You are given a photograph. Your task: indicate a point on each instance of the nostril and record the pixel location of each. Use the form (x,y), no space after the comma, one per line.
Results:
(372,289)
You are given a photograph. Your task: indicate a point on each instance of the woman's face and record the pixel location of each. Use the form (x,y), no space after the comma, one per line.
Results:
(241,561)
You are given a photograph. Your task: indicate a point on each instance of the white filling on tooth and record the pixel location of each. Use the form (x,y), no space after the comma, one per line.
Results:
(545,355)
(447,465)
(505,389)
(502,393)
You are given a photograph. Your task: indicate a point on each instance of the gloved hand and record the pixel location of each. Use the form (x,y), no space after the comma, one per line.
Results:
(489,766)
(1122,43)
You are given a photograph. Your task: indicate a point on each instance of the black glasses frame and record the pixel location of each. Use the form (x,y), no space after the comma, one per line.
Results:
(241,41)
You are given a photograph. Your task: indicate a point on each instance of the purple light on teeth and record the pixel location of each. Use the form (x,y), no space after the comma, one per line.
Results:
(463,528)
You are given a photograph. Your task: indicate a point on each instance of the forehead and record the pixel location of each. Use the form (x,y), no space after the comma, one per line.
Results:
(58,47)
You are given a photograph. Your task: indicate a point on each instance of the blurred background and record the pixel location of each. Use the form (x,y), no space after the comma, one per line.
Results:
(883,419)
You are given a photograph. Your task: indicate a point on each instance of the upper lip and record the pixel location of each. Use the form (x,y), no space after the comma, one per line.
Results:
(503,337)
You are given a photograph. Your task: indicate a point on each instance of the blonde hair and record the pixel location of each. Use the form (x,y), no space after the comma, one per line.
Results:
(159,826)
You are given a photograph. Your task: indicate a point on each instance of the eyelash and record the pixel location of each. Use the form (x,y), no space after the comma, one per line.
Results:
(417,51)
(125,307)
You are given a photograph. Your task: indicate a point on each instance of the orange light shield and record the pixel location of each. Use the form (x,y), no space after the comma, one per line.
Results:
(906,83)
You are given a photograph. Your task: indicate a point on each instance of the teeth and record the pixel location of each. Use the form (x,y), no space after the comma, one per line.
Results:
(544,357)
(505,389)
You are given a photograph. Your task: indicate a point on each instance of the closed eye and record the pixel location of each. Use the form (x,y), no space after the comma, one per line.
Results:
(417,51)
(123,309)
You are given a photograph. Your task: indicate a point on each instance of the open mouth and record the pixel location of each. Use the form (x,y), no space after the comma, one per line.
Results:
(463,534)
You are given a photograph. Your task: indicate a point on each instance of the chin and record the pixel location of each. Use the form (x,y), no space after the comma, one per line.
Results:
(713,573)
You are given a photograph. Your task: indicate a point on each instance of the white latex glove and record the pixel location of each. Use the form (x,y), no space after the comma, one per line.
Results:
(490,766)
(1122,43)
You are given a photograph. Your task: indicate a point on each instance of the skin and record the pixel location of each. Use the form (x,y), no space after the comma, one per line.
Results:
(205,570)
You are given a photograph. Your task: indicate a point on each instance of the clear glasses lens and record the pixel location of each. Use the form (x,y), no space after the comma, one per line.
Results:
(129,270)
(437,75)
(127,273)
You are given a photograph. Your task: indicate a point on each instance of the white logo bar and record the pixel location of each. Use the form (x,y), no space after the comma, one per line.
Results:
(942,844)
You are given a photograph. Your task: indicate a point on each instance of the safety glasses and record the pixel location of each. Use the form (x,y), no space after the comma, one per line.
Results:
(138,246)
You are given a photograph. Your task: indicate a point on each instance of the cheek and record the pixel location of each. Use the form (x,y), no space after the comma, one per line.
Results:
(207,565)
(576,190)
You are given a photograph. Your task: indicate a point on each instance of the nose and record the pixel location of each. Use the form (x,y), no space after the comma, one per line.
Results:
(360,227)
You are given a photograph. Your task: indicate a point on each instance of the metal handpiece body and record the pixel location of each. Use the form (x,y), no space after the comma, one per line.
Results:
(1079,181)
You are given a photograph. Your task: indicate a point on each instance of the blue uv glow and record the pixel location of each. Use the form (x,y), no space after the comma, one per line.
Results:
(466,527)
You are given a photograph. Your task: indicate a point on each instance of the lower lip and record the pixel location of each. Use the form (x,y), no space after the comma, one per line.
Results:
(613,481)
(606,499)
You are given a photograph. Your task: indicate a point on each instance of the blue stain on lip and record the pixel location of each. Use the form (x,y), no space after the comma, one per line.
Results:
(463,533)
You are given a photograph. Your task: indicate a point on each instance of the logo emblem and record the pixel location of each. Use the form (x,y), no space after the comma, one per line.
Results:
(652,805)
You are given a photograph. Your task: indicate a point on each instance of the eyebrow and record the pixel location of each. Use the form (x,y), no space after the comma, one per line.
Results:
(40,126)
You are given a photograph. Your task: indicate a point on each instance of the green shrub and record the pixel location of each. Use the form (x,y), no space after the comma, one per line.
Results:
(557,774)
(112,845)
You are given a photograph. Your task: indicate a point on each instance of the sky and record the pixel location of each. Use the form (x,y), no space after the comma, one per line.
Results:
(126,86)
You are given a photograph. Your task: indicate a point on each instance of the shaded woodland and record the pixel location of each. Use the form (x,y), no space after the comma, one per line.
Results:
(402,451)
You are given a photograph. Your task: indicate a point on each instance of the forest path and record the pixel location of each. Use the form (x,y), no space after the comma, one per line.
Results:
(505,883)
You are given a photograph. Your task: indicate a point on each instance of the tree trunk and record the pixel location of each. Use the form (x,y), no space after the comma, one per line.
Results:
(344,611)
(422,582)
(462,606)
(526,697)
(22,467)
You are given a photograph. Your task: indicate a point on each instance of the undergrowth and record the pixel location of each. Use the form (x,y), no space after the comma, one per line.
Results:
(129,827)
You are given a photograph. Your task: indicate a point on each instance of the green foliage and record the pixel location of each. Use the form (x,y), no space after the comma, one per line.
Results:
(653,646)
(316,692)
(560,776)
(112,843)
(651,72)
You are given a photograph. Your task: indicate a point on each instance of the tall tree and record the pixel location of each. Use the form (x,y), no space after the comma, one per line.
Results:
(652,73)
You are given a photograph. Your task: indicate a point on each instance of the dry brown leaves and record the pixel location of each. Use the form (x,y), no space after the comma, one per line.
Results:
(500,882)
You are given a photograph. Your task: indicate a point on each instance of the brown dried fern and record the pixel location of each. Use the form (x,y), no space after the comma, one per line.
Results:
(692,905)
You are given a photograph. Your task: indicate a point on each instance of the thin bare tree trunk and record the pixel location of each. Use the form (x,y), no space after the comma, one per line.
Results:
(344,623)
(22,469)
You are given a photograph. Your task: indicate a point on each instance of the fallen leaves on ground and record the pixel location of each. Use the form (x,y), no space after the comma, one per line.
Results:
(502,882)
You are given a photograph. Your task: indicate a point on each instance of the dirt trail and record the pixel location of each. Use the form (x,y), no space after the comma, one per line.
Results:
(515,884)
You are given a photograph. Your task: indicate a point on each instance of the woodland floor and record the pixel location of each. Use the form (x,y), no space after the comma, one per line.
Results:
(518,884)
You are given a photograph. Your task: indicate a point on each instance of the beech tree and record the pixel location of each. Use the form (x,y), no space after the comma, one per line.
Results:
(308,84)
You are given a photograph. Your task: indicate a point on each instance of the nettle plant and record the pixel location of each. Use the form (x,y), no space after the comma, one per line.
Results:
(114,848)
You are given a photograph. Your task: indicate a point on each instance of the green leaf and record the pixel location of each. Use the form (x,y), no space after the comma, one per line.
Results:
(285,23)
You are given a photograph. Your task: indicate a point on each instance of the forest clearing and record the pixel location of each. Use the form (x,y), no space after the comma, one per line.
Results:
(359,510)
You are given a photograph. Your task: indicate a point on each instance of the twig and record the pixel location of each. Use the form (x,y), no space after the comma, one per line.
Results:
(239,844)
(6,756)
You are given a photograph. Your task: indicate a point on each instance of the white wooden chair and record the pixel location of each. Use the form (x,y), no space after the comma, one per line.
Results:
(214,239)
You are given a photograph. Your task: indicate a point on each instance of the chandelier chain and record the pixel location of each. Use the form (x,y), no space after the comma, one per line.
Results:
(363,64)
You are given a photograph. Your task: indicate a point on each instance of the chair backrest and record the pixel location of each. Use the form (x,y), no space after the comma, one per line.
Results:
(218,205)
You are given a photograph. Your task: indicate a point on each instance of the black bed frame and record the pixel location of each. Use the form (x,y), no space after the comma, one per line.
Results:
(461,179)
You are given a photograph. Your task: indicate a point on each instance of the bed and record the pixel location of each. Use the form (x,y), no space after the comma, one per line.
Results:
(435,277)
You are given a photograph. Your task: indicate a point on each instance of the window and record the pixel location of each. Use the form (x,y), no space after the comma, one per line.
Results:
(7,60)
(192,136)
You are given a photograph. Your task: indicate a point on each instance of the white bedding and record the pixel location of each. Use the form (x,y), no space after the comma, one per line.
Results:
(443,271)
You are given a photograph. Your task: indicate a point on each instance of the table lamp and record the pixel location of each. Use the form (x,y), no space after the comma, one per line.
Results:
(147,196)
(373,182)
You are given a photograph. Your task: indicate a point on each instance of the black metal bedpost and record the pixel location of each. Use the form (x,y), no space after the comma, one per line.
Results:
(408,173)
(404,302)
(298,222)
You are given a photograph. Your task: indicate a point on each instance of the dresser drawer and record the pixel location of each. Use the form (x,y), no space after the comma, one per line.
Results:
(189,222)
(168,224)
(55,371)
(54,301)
::::::::::
**INSTRUCTIONS FOR THE TASK**
The answer must be a single number: the count of lines in the records above that contain the word "teeth".

**WRITTEN REPLY**
2